— START EXTRACTED RECORDS —

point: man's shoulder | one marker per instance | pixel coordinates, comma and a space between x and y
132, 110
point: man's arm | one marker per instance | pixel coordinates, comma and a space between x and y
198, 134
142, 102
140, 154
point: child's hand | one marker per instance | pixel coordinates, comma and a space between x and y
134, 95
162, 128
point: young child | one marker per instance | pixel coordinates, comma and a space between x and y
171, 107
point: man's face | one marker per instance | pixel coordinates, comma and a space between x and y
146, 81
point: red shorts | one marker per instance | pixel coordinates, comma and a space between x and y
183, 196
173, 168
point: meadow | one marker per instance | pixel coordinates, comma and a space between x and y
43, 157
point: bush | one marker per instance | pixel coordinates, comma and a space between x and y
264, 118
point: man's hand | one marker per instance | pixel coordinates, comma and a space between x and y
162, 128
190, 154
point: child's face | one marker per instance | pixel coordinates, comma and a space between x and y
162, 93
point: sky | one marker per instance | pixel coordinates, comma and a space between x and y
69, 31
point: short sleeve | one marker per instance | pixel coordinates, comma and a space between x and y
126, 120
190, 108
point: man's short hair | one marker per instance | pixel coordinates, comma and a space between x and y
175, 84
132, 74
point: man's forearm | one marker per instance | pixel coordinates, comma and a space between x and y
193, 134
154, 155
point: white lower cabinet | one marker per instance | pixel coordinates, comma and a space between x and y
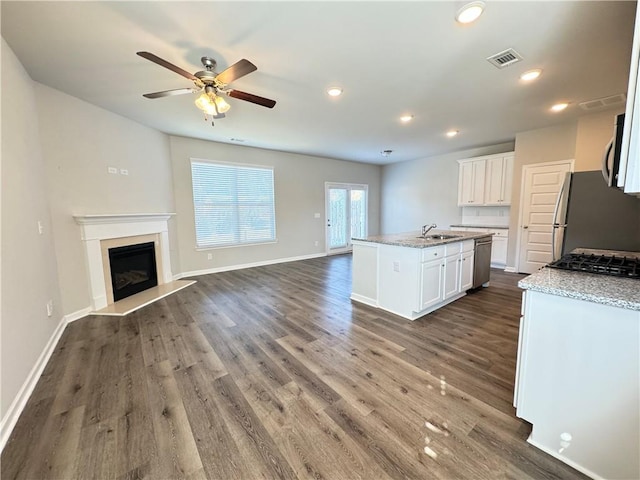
499, 243
411, 282
451, 281
578, 383
431, 284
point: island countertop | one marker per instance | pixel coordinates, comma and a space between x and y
414, 239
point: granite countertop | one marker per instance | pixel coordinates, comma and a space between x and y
603, 289
467, 225
412, 240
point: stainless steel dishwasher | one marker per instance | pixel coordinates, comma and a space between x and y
482, 261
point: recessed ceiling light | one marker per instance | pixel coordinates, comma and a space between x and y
558, 107
470, 12
531, 75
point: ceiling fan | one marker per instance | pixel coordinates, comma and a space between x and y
211, 84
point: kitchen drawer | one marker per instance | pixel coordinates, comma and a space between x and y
452, 249
433, 253
499, 232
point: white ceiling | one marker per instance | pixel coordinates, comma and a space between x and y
391, 58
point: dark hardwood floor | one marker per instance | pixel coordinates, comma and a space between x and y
272, 372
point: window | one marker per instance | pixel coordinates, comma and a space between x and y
234, 204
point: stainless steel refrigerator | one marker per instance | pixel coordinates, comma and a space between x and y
590, 214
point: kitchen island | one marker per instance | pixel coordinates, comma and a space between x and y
410, 275
578, 370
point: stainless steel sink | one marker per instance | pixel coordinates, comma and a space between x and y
439, 237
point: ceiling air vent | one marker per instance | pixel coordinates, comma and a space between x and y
504, 59
602, 103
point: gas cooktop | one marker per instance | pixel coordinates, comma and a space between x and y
618, 266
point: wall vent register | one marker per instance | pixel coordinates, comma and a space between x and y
618, 266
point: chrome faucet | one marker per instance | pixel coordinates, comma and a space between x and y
426, 228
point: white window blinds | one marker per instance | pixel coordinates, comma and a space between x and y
234, 204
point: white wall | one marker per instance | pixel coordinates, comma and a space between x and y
299, 190
79, 142
583, 140
426, 190
28, 271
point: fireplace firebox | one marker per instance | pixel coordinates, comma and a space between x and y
133, 269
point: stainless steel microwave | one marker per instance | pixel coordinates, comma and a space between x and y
611, 158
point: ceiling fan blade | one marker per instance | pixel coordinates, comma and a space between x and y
169, 93
163, 63
235, 71
249, 97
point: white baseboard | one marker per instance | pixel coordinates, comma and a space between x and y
20, 401
72, 317
247, 265
564, 459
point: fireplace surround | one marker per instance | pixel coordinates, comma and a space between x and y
133, 269
99, 233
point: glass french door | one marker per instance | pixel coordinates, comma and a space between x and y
346, 215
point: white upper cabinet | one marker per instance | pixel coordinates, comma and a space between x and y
471, 183
629, 173
486, 181
499, 174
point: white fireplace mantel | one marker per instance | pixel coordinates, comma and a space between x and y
95, 228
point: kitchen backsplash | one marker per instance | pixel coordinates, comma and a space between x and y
485, 216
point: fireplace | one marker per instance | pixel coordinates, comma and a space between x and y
104, 232
133, 269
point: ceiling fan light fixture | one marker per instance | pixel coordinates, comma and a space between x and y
558, 107
222, 105
530, 75
204, 103
470, 12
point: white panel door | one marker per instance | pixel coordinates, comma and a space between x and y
346, 216
494, 181
541, 186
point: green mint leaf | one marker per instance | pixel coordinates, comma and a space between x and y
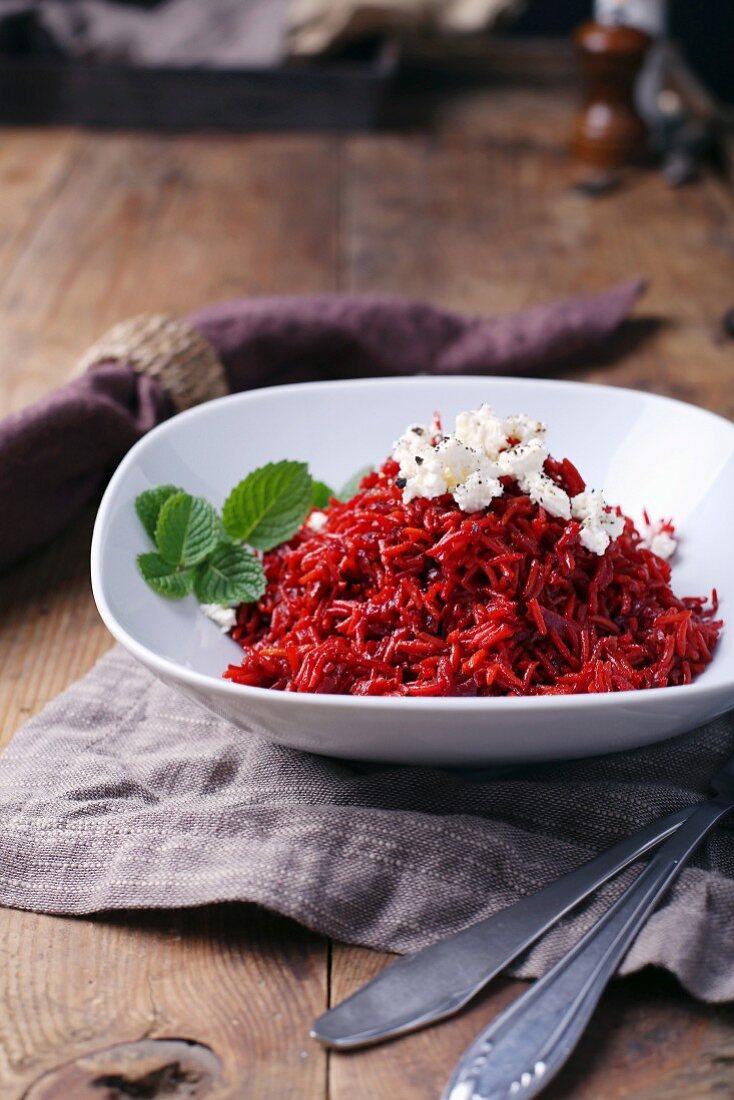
270, 505
149, 504
166, 580
231, 575
351, 487
320, 495
187, 528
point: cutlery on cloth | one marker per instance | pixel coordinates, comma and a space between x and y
435, 982
519, 1053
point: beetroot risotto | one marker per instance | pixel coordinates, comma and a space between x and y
408, 590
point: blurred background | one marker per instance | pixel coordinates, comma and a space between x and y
307, 64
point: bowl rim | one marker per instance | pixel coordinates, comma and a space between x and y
171, 669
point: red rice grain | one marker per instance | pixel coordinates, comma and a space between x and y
420, 598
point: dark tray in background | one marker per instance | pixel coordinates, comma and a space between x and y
342, 92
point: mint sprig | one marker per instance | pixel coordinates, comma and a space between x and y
167, 580
149, 505
230, 575
186, 531
270, 505
200, 551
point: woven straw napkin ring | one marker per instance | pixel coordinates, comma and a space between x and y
166, 349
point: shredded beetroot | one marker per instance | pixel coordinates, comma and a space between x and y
420, 598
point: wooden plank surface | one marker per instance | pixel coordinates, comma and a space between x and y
478, 213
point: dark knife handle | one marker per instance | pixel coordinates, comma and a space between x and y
522, 1049
438, 980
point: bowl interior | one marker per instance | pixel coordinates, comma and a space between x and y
645, 451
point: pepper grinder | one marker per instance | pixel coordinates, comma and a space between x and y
609, 132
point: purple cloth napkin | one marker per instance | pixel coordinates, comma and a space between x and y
59, 452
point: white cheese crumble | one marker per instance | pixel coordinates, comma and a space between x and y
317, 520
659, 540
485, 448
225, 617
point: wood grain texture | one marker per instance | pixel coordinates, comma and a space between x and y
648, 1040
240, 982
475, 210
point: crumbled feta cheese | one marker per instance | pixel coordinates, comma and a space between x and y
477, 492
225, 617
481, 430
523, 460
599, 526
663, 545
523, 428
485, 448
317, 520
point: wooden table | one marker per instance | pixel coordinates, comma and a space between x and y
472, 209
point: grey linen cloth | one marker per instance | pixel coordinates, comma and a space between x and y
121, 795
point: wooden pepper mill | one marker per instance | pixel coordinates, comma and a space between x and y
607, 132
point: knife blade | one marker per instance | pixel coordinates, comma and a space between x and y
437, 981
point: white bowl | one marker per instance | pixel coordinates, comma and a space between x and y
645, 451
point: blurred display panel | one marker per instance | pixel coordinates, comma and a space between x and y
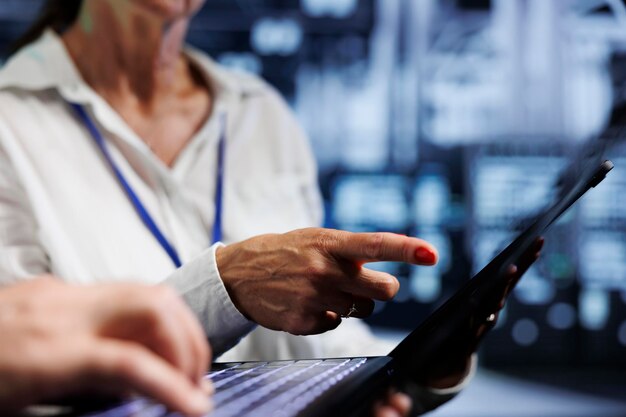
450, 120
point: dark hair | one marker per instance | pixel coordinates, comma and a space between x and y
55, 14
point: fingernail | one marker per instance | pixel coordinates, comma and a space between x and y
426, 256
200, 404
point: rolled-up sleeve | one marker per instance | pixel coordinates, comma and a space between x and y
199, 283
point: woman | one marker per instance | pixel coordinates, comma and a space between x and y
125, 157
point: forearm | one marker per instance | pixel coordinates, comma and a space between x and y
200, 285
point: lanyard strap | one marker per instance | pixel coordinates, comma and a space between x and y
143, 213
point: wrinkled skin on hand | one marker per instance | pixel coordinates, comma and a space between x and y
302, 282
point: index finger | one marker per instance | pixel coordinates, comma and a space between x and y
376, 247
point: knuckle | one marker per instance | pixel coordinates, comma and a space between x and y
389, 287
126, 365
317, 268
373, 248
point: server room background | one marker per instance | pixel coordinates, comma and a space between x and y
449, 120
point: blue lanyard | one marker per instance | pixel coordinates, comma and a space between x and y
143, 213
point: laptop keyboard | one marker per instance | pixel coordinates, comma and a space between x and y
276, 388
264, 389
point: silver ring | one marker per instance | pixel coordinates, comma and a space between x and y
353, 310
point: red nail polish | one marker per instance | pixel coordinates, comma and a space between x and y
425, 256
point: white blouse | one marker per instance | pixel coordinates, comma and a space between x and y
62, 211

— END EXTRACTED RECORDS —

Reproduce, without any change, the lines running from the line containing "point: forearm |" through the final line of the items, both ends included.

point: forearm | one marker per instance | pixel coordinates, comma and a space between x and y
200, 285
point: lanyard strap | one marker per instance | pixel coordinates, comma and a space between x and y
143, 213
point: wrinkled skin on hand | one marker per instance | pixel coordinates, comma and a space between x and y
302, 282
point: index finger | one marker per instance | pixel coordinates, comma and a space between x and y
376, 247
point: knuckle | one marker per instance | pixel coordinates, comma and a space between x and y
389, 287
126, 365
317, 268
373, 248
point: server room background | one marker per instance | pixel coordinates, comma and a space between x and y
449, 120
point: blue lanyard | one marker per instance | pixel coordinates, comma and a space between x and y
143, 213
point: laptop keyboard | one marker per instance | pixel coordinates, comma and a space between x and y
276, 388
264, 389
point: silver ring | one marker per instance | pixel coordinates, comma and a space between x and y
353, 310
point: red nail polish | one marker per instance | pixel coordinates, comma and a space between x and y
425, 256
point: white blouse | one marker per instance | pixel coordinates, comma and a space between x and y
62, 211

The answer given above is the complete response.